──────── Extracted information

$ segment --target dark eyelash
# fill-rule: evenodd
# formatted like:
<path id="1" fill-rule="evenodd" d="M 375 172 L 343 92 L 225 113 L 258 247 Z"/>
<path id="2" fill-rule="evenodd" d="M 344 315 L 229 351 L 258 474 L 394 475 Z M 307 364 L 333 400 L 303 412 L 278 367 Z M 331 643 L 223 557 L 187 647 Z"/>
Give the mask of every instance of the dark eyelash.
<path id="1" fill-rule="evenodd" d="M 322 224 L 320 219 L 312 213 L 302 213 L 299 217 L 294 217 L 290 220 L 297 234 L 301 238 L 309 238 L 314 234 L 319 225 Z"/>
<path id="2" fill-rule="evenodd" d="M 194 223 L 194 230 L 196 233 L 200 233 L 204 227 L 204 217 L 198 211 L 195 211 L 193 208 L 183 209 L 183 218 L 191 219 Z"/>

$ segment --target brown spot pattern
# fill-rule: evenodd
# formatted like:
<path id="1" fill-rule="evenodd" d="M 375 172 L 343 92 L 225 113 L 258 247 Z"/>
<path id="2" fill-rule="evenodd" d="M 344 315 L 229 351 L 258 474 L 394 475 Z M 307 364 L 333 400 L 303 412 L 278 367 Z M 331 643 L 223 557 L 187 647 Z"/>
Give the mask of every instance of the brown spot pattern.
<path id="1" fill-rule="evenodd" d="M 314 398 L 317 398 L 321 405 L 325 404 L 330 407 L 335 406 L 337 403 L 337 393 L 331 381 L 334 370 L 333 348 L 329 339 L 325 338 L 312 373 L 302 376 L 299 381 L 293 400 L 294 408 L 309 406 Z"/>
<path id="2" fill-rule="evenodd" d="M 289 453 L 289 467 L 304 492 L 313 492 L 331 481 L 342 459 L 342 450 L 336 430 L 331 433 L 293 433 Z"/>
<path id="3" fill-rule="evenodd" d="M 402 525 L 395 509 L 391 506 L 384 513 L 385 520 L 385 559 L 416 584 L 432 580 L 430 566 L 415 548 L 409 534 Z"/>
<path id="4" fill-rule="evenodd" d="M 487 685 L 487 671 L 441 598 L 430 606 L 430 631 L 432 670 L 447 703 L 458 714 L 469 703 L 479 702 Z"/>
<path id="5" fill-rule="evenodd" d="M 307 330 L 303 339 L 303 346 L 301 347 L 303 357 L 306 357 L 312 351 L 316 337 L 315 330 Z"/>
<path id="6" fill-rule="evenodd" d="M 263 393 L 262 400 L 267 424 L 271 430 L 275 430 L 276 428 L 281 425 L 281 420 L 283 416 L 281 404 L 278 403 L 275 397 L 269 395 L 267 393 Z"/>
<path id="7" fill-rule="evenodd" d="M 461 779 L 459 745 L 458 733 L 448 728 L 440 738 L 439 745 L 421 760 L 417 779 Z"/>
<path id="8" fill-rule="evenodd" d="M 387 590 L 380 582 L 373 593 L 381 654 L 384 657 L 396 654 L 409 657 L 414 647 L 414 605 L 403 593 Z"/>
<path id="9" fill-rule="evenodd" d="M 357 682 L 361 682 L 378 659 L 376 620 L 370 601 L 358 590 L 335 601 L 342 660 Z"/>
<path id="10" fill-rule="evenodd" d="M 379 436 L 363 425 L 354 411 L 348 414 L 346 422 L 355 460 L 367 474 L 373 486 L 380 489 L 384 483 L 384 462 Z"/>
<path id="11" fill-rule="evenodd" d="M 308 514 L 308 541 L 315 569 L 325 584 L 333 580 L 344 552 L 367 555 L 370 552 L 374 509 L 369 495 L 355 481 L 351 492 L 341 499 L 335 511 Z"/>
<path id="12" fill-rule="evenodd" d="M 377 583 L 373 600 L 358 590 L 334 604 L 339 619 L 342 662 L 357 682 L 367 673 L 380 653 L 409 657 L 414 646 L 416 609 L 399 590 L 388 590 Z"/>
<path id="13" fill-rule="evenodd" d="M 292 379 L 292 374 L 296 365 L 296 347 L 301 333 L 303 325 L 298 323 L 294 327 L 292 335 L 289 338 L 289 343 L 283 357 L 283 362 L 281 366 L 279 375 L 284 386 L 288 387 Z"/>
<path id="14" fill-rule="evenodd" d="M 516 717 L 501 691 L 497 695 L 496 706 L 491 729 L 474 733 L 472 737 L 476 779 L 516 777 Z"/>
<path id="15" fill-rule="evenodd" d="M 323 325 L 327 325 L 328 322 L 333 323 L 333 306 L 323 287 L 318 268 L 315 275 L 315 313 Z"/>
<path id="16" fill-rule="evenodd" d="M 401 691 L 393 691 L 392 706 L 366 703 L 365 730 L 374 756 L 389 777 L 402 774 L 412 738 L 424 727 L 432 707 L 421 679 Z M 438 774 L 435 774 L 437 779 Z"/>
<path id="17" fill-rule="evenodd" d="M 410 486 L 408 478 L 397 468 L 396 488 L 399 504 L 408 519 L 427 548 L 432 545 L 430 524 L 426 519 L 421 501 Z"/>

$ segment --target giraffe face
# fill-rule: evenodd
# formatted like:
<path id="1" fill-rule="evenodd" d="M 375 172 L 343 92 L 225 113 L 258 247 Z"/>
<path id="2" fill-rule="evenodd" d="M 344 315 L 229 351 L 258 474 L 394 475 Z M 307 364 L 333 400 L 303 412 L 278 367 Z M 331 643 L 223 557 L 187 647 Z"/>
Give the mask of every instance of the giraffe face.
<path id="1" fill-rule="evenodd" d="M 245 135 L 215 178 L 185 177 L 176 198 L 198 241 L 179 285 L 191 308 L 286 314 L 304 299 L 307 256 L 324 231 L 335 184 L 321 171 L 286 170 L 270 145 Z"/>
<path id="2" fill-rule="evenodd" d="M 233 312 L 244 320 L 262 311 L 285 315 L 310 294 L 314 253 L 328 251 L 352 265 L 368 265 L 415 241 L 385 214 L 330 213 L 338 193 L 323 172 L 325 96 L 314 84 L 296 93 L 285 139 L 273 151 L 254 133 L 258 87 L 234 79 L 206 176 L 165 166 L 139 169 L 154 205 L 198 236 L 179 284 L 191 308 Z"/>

────────────────

What you need to do: Rewrite every line of the records above as a JSON list of strings, one string per line, leaving out blank lines.

Full response:
[
  "$ segment --target dark eyelash",
  "# fill-rule: evenodd",
  "# formatted like:",
  "<path id=\"1\" fill-rule=\"evenodd\" d=\"M 375 172 L 343 92 L 225 113 L 258 247 Z\"/>",
  "<path id=\"2\" fill-rule=\"evenodd\" d=\"M 344 315 L 229 351 L 258 474 L 394 475 Z M 307 364 L 333 400 L 303 412 L 278 367 Z M 331 643 L 223 557 L 187 647 Z\"/>",
  "Give the mask of every instance of the dark eyelash.",
  "<path id=\"1\" fill-rule=\"evenodd\" d=\"M 322 224 L 320 219 L 312 213 L 302 213 L 299 217 L 294 217 L 290 220 L 297 234 L 301 238 L 309 238 L 314 234 L 319 225 Z\"/>",
  "<path id=\"2\" fill-rule=\"evenodd\" d=\"M 194 223 L 194 230 L 196 233 L 200 233 L 204 227 L 204 217 L 198 211 L 195 211 L 193 208 L 183 209 L 183 218 L 191 219 Z\"/>",
  "$ segment --target brown spot pattern",
  "# fill-rule: evenodd",
  "# formatted like:",
  "<path id=\"1\" fill-rule=\"evenodd\" d=\"M 375 172 L 343 92 L 225 113 L 258 247 Z\"/>",
  "<path id=\"2\" fill-rule=\"evenodd\" d=\"M 344 315 L 229 351 L 258 474 L 394 475 Z M 307 364 L 333 400 L 303 412 L 278 367 Z M 331 643 L 223 557 L 187 647 Z\"/>",
  "Give the mask of every instance of the brown spot pattern.",
  "<path id=\"1\" fill-rule=\"evenodd\" d=\"M 314 398 L 317 398 L 321 405 L 325 404 L 330 407 L 335 406 L 337 403 L 337 393 L 331 381 L 334 370 L 333 348 L 329 339 L 325 338 L 312 373 L 302 376 L 299 381 L 293 400 L 294 408 L 309 406 Z\"/>",
  "<path id=\"2\" fill-rule=\"evenodd\" d=\"M 289 453 L 289 467 L 304 492 L 313 492 L 331 481 L 342 459 L 342 450 L 336 430 L 331 433 L 293 433 Z\"/>",
  "<path id=\"3\" fill-rule=\"evenodd\" d=\"M 402 525 L 395 509 L 391 506 L 384 513 L 385 520 L 385 559 L 416 584 L 432 580 L 430 566 L 415 548 L 409 534 Z\"/>",
  "<path id=\"4\" fill-rule=\"evenodd\" d=\"M 487 685 L 487 671 L 441 598 L 430 606 L 430 631 L 432 670 L 447 703 L 458 714 L 469 703 L 479 702 Z\"/>",
  "<path id=\"5\" fill-rule=\"evenodd\" d=\"M 307 330 L 303 339 L 303 346 L 301 347 L 303 357 L 306 357 L 312 351 L 316 337 L 315 330 Z\"/>",
  "<path id=\"6\" fill-rule=\"evenodd\" d=\"M 263 393 L 262 400 L 267 424 L 271 430 L 275 430 L 276 428 L 281 425 L 281 420 L 283 416 L 281 404 L 278 403 L 275 397 L 269 395 L 267 393 Z\"/>",
  "<path id=\"7\" fill-rule=\"evenodd\" d=\"M 461 779 L 459 745 L 458 733 L 448 728 L 440 738 L 439 745 L 421 760 L 417 779 Z\"/>",
  "<path id=\"8\" fill-rule=\"evenodd\" d=\"M 387 590 L 380 582 L 373 593 L 381 654 L 384 657 L 396 654 L 409 657 L 414 647 L 414 605 L 403 593 Z\"/>",
  "<path id=\"9\" fill-rule=\"evenodd\" d=\"M 357 682 L 361 682 L 378 659 L 376 620 L 370 601 L 358 590 L 335 601 L 342 660 Z\"/>",
  "<path id=\"10\" fill-rule=\"evenodd\" d=\"M 379 436 L 363 425 L 354 411 L 348 414 L 346 422 L 355 460 L 367 474 L 373 486 L 380 489 L 384 483 L 384 462 Z\"/>",
  "<path id=\"11\" fill-rule=\"evenodd\" d=\"M 308 514 L 308 541 L 315 569 L 325 584 L 333 580 L 344 552 L 367 555 L 370 552 L 374 509 L 369 495 L 355 481 L 351 492 L 341 499 L 335 511 Z\"/>",
  "<path id=\"12\" fill-rule=\"evenodd\" d=\"M 377 583 L 373 600 L 358 590 L 334 604 L 339 619 L 342 662 L 357 682 L 367 673 L 380 653 L 409 657 L 414 646 L 416 609 L 399 590 L 388 590 Z\"/>",
  "<path id=\"13\" fill-rule=\"evenodd\" d=\"M 292 379 L 292 374 L 296 365 L 296 347 L 301 333 L 303 325 L 298 323 L 294 327 L 292 335 L 289 338 L 289 343 L 283 357 L 283 362 L 281 366 L 279 375 L 284 386 L 288 387 Z\"/>",
  "<path id=\"14\" fill-rule=\"evenodd\" d=\"M 516 717 L 501 691 L 497 695 L 496 706 L 491 729 L 474 733 L 472 737 L 476 779 L 516 777 Z\"/>",
  "<path id=\"15\" fill-rule=\"evenodd\" d=\"M 323 325 L 327 325 L 328 322 L 333 323 L 333 306 L 323 287 L 318 268 L 315 275 L 315 313 Z\"/>",
  "<path id=\"16\" fill-rule=\"evenodd\" d=\"M 401 691 L 393 691 L 392 706 L 366 703 L 365 730 L 374 756 L 389 777 L 402 774 L 412 738 L 424 727 L 432 707 L 421 679 Z M 438 774 L 435 774 L 437 779 Z\"/>",
  "<path id=\"17\" fill-rule=\"evenodd\" d=\"M 410 486 L 408 478 L 397 468 L 396 488 L 399 504 L 408 519 L 427 548 L 432 545 L 430 524 L 426 519 L 421 501 Z\"/>",
  "$ segment --target giraffe face",
  "# fill-rule: evenodd",
  "# formatted like:",
  "<path id=\"1\" fill-rule=\"evenodd\" d=\"M 375 172 L 343 92 L 225 113 L 258 247 Z\"/>",
  "<path id=\"2\" fill-rule=\"evenodd\" d=\"M 344 315 L 229 351 L 258 474 L 394 475 Z M 307 364 L 333 400 L 303 412 L 278 367 Z M 331 643 L 223 557 L 187 647 Z\"/>",
  "Give the mask of every instance of the giraffe face.",
  "<path id=\"1\" fill-rule=\"evenodd\" d=\"M 245 135 L 215 178 L 185 177 L 176 198 L 198 241 L 179 285 L 191 308 L 286 314 L 304 299 L 307 256 L 324 231 L 335 184 L 321 171 L 286 170 L 270 145 Z\"/>",
  "<path id=\"2\" fill-rule=\"evenodd\" d=\"M 233 312 L 244 320 L 262 311 L 285 315 L 310 294 L 314 253 L 328 251 L 352 265 L 368 265 L 415 241 L 385 214 L 330 213 L 338 193 L 323 172 L 325 96 L 314 84 L 296 93 L 285 139 L 273 151 L 254 133 L 258 87 L 234 79 L 206 176 L 165 166 L 139 169 L 154 205 L 198 236 L 179 284 L 191 308 Z\"/>"
]